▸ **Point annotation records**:
** start **

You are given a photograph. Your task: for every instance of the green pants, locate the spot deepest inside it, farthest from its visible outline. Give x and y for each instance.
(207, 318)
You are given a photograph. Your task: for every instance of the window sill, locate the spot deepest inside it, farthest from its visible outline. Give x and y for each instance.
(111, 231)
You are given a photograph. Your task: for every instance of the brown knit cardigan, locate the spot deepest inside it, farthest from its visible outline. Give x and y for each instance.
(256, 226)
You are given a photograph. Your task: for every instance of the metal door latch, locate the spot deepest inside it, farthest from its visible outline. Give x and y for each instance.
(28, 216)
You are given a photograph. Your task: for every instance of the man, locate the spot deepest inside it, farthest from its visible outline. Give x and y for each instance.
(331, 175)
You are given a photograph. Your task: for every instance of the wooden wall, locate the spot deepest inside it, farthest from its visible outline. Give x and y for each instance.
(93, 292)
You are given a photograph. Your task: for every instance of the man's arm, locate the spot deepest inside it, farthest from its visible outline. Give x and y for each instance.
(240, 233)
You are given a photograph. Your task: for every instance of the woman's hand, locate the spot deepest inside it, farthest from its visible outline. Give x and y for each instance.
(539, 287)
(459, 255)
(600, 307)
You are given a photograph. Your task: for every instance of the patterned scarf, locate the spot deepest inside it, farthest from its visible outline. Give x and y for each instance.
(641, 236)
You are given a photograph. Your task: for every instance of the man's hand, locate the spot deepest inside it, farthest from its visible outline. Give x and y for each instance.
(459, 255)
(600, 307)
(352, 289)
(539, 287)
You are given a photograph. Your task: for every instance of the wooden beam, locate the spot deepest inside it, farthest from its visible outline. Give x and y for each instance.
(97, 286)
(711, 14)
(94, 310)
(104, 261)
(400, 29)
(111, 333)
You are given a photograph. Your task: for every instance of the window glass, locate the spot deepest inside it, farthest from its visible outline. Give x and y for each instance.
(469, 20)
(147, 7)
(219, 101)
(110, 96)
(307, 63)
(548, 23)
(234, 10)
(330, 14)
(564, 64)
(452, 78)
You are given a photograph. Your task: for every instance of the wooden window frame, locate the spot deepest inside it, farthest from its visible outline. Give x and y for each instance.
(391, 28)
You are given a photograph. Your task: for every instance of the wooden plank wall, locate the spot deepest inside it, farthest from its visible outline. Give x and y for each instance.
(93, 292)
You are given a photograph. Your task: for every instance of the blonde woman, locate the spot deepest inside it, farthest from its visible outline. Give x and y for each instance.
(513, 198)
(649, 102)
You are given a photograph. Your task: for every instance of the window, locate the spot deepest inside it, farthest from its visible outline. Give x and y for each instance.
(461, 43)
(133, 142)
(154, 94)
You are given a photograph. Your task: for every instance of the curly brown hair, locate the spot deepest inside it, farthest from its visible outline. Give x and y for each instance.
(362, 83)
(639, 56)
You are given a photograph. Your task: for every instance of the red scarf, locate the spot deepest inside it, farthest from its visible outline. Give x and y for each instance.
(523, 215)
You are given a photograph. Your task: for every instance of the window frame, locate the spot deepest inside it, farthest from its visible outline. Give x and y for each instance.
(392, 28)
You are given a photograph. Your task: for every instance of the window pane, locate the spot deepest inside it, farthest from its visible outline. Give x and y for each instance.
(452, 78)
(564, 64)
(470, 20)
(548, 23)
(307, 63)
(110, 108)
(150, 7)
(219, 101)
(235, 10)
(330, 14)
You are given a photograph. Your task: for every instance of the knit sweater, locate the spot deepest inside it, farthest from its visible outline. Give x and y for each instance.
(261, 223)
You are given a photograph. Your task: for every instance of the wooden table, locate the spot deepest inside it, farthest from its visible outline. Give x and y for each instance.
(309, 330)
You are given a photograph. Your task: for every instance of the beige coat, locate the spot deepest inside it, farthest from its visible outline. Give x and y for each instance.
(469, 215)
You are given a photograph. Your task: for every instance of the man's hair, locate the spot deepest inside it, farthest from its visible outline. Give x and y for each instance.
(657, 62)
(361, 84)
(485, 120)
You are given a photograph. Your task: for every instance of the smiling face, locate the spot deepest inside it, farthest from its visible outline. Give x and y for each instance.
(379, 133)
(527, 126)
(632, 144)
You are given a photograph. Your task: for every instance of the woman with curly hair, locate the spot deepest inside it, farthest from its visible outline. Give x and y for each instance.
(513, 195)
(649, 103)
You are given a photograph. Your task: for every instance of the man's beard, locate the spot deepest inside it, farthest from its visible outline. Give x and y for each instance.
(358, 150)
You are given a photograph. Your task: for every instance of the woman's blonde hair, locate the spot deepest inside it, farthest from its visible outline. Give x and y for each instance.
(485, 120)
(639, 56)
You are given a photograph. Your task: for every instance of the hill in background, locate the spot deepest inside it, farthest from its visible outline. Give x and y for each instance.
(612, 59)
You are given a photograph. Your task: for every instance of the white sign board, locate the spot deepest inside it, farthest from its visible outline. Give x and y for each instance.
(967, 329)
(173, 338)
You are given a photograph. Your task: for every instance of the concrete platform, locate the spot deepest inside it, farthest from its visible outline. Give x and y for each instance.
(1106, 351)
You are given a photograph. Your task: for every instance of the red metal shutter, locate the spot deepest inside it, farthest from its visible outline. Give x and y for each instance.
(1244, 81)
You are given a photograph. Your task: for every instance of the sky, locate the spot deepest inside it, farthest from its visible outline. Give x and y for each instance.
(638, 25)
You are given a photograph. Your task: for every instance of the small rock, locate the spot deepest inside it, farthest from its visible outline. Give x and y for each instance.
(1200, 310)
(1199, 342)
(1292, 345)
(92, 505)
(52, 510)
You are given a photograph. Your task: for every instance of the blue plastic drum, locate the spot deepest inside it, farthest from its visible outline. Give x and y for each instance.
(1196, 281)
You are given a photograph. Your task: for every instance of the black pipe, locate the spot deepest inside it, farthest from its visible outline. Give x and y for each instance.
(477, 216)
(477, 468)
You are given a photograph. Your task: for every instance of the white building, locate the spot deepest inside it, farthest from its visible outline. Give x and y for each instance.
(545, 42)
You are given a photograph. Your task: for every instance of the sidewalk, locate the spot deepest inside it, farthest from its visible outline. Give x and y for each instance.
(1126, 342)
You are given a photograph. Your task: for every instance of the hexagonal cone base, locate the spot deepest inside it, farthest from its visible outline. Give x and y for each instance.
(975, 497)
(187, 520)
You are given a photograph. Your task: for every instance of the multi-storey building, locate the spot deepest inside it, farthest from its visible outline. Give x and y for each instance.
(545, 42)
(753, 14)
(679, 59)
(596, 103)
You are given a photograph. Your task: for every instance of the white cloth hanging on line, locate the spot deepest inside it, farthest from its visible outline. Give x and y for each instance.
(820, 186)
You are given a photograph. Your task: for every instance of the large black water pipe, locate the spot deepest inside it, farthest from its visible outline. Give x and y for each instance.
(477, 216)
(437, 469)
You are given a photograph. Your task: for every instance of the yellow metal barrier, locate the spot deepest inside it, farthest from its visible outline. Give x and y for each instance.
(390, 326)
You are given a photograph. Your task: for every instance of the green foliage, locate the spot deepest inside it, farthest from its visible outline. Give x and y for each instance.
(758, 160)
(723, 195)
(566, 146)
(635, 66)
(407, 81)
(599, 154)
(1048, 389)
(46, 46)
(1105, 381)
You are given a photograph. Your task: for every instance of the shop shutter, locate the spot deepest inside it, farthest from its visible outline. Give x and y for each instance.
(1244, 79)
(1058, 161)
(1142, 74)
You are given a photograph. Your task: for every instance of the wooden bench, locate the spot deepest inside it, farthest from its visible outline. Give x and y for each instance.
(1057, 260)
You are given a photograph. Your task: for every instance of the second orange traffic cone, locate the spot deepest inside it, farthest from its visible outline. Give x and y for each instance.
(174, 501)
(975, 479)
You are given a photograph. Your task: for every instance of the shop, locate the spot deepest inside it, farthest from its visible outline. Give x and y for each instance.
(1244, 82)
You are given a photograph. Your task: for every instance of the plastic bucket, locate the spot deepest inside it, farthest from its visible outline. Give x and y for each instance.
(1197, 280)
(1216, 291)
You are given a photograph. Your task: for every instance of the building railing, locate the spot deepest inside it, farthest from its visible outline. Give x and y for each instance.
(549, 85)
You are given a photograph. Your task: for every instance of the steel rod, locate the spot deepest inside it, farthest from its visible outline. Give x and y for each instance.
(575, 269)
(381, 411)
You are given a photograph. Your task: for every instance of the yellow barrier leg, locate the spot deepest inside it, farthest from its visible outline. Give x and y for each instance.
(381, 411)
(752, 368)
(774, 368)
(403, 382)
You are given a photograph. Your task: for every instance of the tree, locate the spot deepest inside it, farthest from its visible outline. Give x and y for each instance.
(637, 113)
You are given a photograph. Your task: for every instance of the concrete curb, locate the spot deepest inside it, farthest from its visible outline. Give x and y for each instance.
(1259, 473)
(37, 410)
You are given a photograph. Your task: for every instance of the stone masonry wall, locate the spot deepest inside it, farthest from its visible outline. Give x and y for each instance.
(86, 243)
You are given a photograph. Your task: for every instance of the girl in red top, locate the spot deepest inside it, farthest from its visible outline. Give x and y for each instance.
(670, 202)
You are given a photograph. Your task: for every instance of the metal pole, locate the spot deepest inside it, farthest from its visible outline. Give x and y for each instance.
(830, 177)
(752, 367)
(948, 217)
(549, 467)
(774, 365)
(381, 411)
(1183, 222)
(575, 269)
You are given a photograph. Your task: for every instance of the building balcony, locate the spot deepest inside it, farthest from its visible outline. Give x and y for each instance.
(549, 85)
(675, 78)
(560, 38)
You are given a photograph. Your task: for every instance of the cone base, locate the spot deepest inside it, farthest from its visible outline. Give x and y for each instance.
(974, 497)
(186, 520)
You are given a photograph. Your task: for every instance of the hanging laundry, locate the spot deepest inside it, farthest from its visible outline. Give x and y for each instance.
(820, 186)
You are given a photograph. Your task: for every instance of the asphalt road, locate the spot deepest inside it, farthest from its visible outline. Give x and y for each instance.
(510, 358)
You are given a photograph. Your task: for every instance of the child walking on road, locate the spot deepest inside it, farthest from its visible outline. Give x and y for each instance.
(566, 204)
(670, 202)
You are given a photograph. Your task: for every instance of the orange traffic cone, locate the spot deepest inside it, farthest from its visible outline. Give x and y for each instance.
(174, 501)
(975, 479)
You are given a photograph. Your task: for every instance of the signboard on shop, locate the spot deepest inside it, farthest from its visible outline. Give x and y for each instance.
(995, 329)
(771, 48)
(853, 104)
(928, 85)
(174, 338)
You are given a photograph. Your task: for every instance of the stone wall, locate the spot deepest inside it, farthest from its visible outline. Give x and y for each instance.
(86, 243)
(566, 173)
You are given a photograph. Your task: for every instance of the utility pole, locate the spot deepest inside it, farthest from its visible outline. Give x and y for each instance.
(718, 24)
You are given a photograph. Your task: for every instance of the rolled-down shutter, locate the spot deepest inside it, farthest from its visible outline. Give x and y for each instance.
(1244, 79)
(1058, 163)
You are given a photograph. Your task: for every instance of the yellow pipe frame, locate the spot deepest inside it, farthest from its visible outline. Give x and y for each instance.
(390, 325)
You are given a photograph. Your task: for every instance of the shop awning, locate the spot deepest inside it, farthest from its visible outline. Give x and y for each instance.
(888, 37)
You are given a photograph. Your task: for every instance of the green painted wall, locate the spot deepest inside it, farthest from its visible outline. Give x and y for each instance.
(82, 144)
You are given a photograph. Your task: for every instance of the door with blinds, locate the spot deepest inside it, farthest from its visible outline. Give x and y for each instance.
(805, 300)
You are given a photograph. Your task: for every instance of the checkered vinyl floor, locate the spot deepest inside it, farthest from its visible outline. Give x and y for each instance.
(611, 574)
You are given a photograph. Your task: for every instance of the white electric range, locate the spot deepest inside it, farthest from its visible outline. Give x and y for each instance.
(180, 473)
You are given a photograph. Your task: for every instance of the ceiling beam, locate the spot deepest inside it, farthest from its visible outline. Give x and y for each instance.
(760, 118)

** end **

▸ **PROBLEM**: Output exactly the lines from the one containing "of the door" through the last line of the entries, both ends included.

▸ **FULL RESPONSE**:
You are given a photograph. Your task: for every instance of the door with blinds, locate the spot deepest inside it, farthest from its visible outline. Give x and y for each instance.
(805, 300)
You are given a photograph. Your task: for every instance of the checkered vinyl floor, locate the spot deepest inside it, farthest from its visible outline. Give x and y for each instance.
(611, 574)
You are given a photograph. Your task: for every instance of the white electric range, locate the spot deepest inside it, farthest from its visible outline. Give x and y for each instance.
(180, 473)
You are given a photograph. Your task: for every instance of the ceiling beam, locate the spot deepest inside it, farthest from its visible outline. Give x and y for each instance.
(760, 118)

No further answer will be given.